To do:
Swap "instance" for "occurrence" everywhere in the entries below and rewrite them with nothing else changed. Leave the pictures out.

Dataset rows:
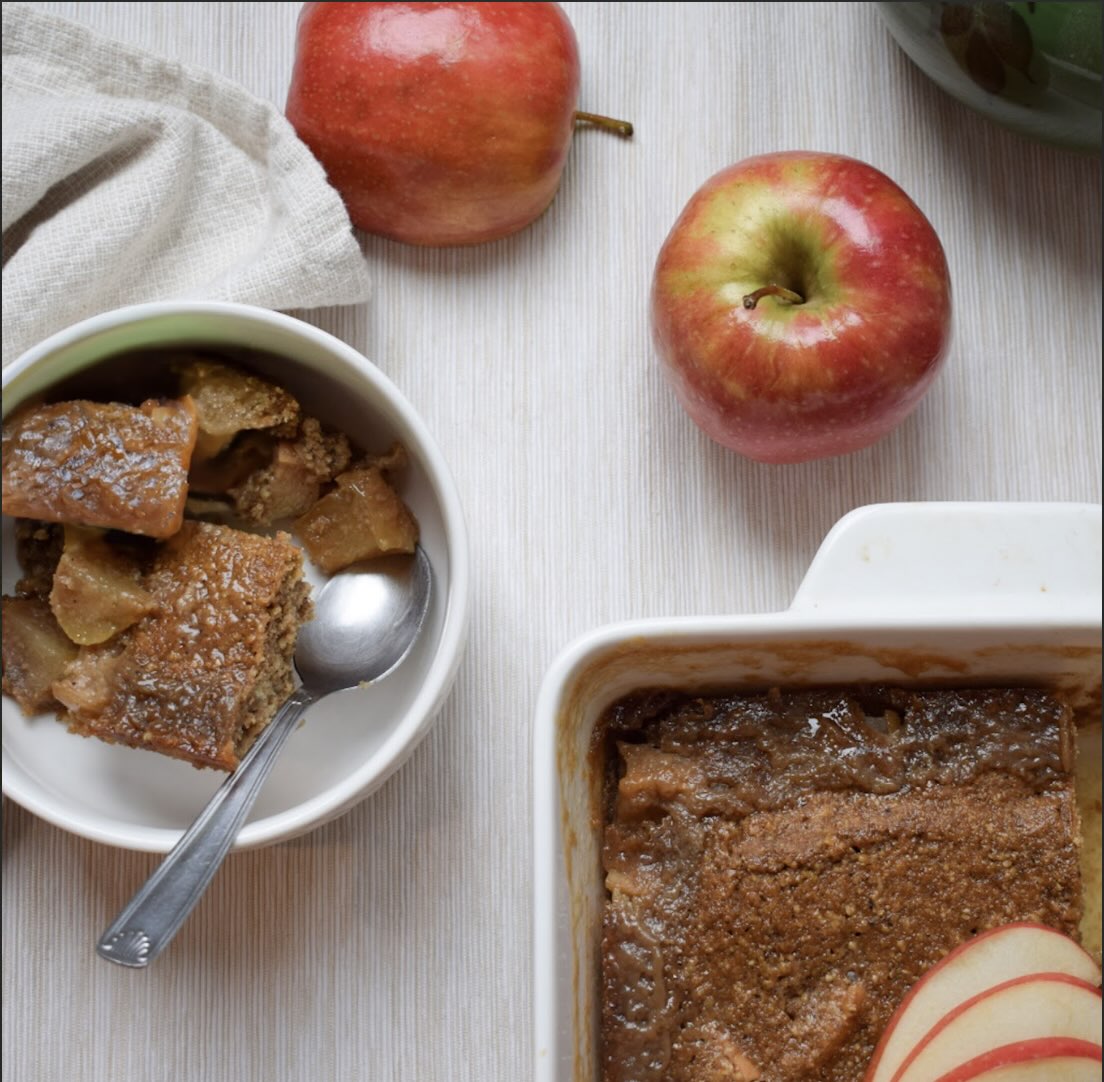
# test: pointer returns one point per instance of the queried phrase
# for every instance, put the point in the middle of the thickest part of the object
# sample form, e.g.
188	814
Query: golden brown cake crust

Answer to this problem:
# test: pointer returns one point per occurrence of the queried phrase
# for every occurrence, put the point in the middle of the thickest part of the object
# sample form, e.g.
188	814
Query: golden brown cake crust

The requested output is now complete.